(Pointing dataset excerpts)
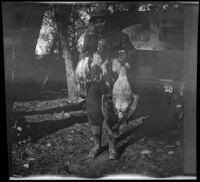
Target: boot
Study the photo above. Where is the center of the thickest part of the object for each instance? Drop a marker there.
(112, 147)
(96, 134)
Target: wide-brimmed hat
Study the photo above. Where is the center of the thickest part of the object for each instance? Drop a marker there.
(99, 14)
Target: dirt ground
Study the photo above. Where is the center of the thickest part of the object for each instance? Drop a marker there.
(46, 143)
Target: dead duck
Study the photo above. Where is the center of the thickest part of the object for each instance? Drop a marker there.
(122, 93)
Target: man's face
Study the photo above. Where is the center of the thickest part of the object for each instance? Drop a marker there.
(99, 25)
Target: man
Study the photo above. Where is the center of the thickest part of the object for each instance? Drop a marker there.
(107, 43)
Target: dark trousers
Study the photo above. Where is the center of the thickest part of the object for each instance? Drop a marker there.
(94, 95)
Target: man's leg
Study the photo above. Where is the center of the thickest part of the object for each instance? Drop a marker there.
(97, 136)
(95, 117)
(109, 122)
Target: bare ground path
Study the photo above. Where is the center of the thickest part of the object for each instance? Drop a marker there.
(61, 148)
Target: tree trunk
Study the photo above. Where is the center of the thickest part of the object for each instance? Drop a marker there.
(69, 67)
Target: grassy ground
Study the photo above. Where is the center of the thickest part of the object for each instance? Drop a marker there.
(62, 149)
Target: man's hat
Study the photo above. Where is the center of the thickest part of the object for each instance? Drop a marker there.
(99, 14)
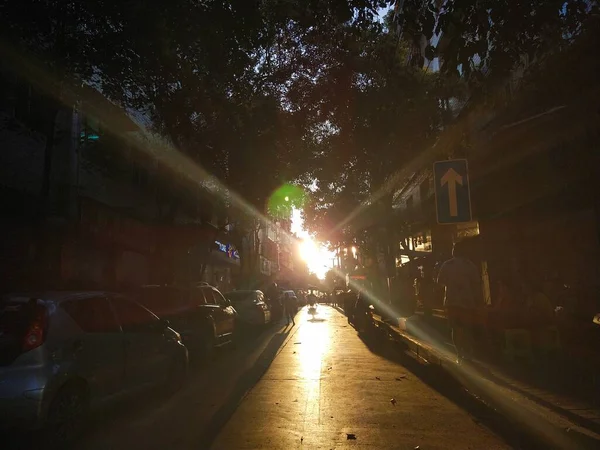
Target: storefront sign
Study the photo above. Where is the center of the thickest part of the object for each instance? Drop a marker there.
(229, 249)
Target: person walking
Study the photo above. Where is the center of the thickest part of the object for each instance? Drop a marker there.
(290, 308)
(462, 297)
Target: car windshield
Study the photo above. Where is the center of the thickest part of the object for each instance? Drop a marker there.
(15, 317)
(241, 296)
(162, 300)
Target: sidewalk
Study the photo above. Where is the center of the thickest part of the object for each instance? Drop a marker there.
(536, 398)
(328, 388)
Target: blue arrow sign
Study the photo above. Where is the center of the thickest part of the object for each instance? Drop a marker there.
(452, 194)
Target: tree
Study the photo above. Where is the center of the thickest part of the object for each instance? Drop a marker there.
(382, 113)
(488, 39)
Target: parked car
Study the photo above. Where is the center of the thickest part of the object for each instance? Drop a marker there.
(64, 353)
(204, 318)
(250, 306)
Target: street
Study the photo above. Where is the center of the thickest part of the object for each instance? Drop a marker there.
(314, 385)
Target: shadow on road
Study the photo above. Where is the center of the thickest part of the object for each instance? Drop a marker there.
(517, 435)
(244, 384)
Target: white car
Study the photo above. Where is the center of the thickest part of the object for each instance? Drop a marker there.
(250, 306)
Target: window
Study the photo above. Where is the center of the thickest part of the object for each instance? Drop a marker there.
(219, 298)
(93, 315)
(133, 317)
(210, 299)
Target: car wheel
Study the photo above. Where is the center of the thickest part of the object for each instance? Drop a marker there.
(66, 415)
(177, 375)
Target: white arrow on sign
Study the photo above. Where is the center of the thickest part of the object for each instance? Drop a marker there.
(451, 177)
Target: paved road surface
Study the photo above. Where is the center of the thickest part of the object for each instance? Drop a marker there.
(308, 386)
(326, 384)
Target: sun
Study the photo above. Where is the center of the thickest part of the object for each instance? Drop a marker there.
(315, 256)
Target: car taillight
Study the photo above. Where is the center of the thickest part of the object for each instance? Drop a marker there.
(36, 331)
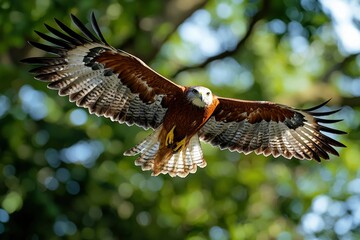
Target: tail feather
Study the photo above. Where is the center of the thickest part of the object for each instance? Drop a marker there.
(162, 160)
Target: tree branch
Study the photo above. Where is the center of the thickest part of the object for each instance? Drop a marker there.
(258, 16)
(176, 23)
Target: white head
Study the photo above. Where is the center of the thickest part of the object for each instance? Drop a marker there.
(199, 96)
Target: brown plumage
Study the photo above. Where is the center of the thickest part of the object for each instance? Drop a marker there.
(117, 85)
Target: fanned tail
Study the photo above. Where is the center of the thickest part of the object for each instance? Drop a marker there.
(161, 159)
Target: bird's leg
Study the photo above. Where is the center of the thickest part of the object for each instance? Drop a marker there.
(180, 145)
(170, 137)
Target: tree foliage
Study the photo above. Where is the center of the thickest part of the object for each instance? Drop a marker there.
(62, 172)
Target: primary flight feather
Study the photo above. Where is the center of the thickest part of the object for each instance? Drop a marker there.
(119, 86)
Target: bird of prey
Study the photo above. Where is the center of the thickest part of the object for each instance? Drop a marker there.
(117, 85)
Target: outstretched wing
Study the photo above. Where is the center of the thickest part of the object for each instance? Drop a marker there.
(109, 82)
(269, 128)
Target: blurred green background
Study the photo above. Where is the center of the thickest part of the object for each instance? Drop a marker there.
(62, 172)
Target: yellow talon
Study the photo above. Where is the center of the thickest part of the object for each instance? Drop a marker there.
(180, 145)
(170, 137)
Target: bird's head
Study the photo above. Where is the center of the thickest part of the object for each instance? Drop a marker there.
(199, 96)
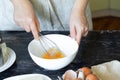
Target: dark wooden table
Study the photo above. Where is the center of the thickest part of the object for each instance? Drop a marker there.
(98, 47)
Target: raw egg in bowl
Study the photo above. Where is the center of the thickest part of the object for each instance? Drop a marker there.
(68, 49)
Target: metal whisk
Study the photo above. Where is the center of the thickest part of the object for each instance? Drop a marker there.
(47, 45)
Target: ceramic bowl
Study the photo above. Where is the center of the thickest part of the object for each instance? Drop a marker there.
(65, 43)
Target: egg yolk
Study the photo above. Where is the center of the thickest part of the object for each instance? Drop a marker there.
(53, 53)
(91, 77)
(86, 71)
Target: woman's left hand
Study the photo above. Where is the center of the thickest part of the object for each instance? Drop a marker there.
(78, 26)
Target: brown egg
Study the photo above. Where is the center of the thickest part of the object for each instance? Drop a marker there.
(86, 70)
(91, 77)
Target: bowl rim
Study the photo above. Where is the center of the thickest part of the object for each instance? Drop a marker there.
(76, 51)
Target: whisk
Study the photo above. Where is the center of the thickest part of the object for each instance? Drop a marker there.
(48, 46)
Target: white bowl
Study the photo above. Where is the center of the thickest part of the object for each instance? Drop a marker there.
(66, 44)
(29, 77)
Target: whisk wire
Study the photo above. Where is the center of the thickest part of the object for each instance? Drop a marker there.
(47, 44)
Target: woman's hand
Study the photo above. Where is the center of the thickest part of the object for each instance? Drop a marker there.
(78, 20)
(25, 17)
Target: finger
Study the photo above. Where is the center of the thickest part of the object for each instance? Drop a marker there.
(78, 37)
(72, 31)
(34, 30)
(27, 27)
(85, 32)
(37, 24)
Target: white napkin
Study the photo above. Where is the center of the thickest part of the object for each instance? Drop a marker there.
(107, 71)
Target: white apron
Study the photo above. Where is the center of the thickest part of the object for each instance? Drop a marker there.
(50, 15)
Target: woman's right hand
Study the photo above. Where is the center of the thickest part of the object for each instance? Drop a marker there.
(25, 17)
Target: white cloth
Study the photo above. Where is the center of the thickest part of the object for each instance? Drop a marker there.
(50, 15)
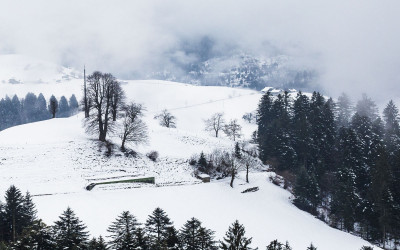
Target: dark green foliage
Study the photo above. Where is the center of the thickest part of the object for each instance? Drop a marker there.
(123, 232)
(311, 247)
(97, 244)
(14, 214)
(63, 107)
(157, 226)
(37, 236)
(194, 237)
(235, 238)
(70, 232)
(306, 192)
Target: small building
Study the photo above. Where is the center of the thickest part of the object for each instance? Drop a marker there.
(204, 177)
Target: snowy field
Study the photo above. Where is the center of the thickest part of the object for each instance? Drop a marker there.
(55, 160)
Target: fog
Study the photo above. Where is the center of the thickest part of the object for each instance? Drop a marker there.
(354, 45)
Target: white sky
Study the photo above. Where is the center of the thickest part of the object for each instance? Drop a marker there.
(354, 44)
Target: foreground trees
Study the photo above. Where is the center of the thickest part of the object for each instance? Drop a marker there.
(69, 232)
(339, 159)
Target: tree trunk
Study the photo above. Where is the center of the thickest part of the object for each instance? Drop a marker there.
(247, 173)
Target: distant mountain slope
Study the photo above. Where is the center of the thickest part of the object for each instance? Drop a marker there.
(16, 69)
(55, 160)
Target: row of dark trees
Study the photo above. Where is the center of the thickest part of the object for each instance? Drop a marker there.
(344, 159)
(21, 229)
(15, 111)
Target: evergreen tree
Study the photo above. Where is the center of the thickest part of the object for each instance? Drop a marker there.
(123, 232)
(311, 247)
(202, 163)
(53, 106)
(306, 192)
(142, 240)
(28, 210)
(37, 236)
(41, 108)
(392, 128)
(275, 245)
(194, 237)
(235, 238)
(63, 107)
(73, 104)
(97, 244)
(303, 142)
(29, 108)
(344, 111)
(157, 227)
(14, 213)
(263, 121)
(70, 232)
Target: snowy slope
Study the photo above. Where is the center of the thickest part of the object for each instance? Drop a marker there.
(19, 69)
(55, 160)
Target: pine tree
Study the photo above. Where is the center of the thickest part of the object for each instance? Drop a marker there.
(306, 192)
(142, 239)
(344, 111)
(264, 118)
(189, 234)
(157, 227)
(202, 162)
(53, 106)
(302, 140)
(63, 107)
(70, 232)
(37, 236)
(41, 108)
(235, 238)
(195, 237)
(311, 247)
(123, 232)
(392, 128)
(73, 104)
(29, 210)
(206, 239)
(14, 213)
(275, 245)
(97, 244)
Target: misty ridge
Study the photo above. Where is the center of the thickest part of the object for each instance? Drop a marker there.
(331, 47)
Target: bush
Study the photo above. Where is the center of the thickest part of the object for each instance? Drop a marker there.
(153, 155)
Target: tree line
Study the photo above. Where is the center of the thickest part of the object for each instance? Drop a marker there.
(21, 229)
(339, 158)
(16, 111)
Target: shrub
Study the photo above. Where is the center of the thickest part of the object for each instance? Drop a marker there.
(153, 155)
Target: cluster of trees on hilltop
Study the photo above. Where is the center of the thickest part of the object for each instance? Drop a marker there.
(15, 111)
(342, 158)
(21, 229)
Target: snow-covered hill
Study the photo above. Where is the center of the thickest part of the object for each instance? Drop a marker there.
(18, 69)
(55, 160)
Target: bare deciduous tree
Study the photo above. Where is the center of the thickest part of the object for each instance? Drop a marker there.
(134, 129)
(117, 99)
(166, 119)
(233, 129)
(99, 94)
(215, 123)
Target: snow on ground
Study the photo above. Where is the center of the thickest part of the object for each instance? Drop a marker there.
(55, 160)
(267, 214)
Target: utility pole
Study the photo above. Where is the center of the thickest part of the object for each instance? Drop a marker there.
(85, 96)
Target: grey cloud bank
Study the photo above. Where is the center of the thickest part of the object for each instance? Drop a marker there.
(354, 45)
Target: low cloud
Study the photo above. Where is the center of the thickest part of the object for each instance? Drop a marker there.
(354, 45)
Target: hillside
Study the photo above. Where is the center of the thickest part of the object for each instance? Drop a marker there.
(55, 160)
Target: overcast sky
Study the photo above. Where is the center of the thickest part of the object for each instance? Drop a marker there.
(355, 45)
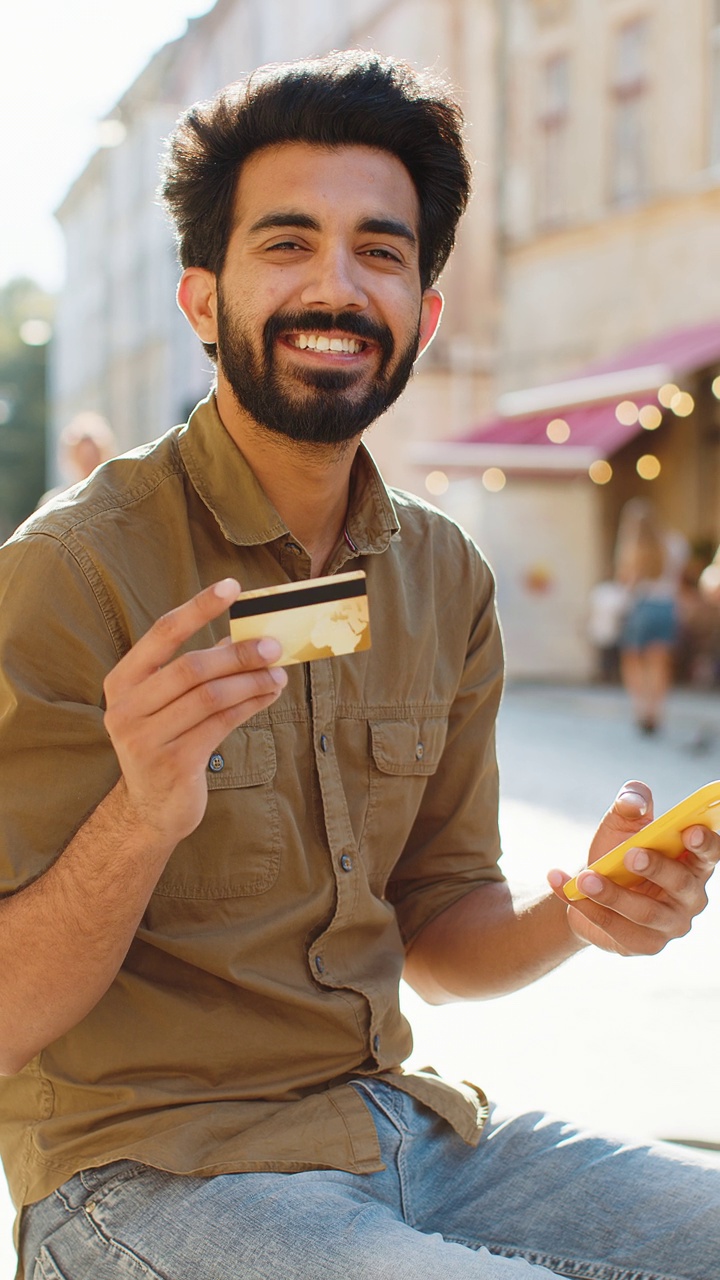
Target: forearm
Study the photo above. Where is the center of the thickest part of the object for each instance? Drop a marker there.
(490, 944)
(64, 937)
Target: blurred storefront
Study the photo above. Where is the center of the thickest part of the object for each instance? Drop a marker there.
(609, 330)
(578, 357)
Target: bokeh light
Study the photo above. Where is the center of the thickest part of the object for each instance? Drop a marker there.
(665, 394)
(627, 412)
(437, 483)
(648, 466)
(600, 471)
(557, 430)
(682, 405)
(493, 479)
(650, 417)
(35, 333)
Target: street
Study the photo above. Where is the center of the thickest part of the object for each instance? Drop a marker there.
(632, 1046)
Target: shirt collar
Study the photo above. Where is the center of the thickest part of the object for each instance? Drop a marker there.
(229, 489)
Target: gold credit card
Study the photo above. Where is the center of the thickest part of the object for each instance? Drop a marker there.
(319, 618)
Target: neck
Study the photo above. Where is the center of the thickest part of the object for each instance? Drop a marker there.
(308, 484)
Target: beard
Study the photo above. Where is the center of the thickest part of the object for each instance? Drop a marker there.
(331, 406)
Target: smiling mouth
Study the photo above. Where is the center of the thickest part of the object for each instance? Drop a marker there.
(322, 342)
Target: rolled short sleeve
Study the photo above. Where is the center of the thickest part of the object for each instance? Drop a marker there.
(455, 842)
(55, 758)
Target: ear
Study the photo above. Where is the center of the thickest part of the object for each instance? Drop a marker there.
(197, 300)
(431, 312)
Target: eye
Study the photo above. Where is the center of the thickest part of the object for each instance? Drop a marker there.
(383, 255)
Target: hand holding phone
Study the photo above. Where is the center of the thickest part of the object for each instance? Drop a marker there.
(701, 808)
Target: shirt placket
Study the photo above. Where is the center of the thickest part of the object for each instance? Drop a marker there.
(324, 954)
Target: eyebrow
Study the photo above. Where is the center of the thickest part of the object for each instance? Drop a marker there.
(304, 222)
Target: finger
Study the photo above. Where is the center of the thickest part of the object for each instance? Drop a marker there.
(141, 728)
(629, 813)
(557, 880)
(214, 698)
(610, 932)
(199, 743)
(702, 844)
(668, 913)
(203, 667)
(168, 632)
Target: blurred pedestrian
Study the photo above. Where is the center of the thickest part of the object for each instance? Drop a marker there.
(83, 444)
(648, 565)
(607, 606)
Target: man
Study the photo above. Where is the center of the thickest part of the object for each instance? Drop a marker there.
(224, 867)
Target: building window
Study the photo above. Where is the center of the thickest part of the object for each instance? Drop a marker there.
(629, 113)
(715, 85)
(554, 131)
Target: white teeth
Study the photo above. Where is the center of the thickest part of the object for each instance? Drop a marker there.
(320, 342)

= Required task =
Replace "marker" with "pin" in the stretch from the line containing "Target: building window" through the end of the material, and write out those lines with nothing else changed.

= Output for this task =
Target: building window
Study the photo above. Where is the center of the thickest part of the object for each instance? Drop a pin there.
(629, 113)
(715, 85)
(554, 131)
Target: white teeth
Study the photo above. Where is the center of the thickest part of the object for each instance? Drop a pin there.
(320, 342)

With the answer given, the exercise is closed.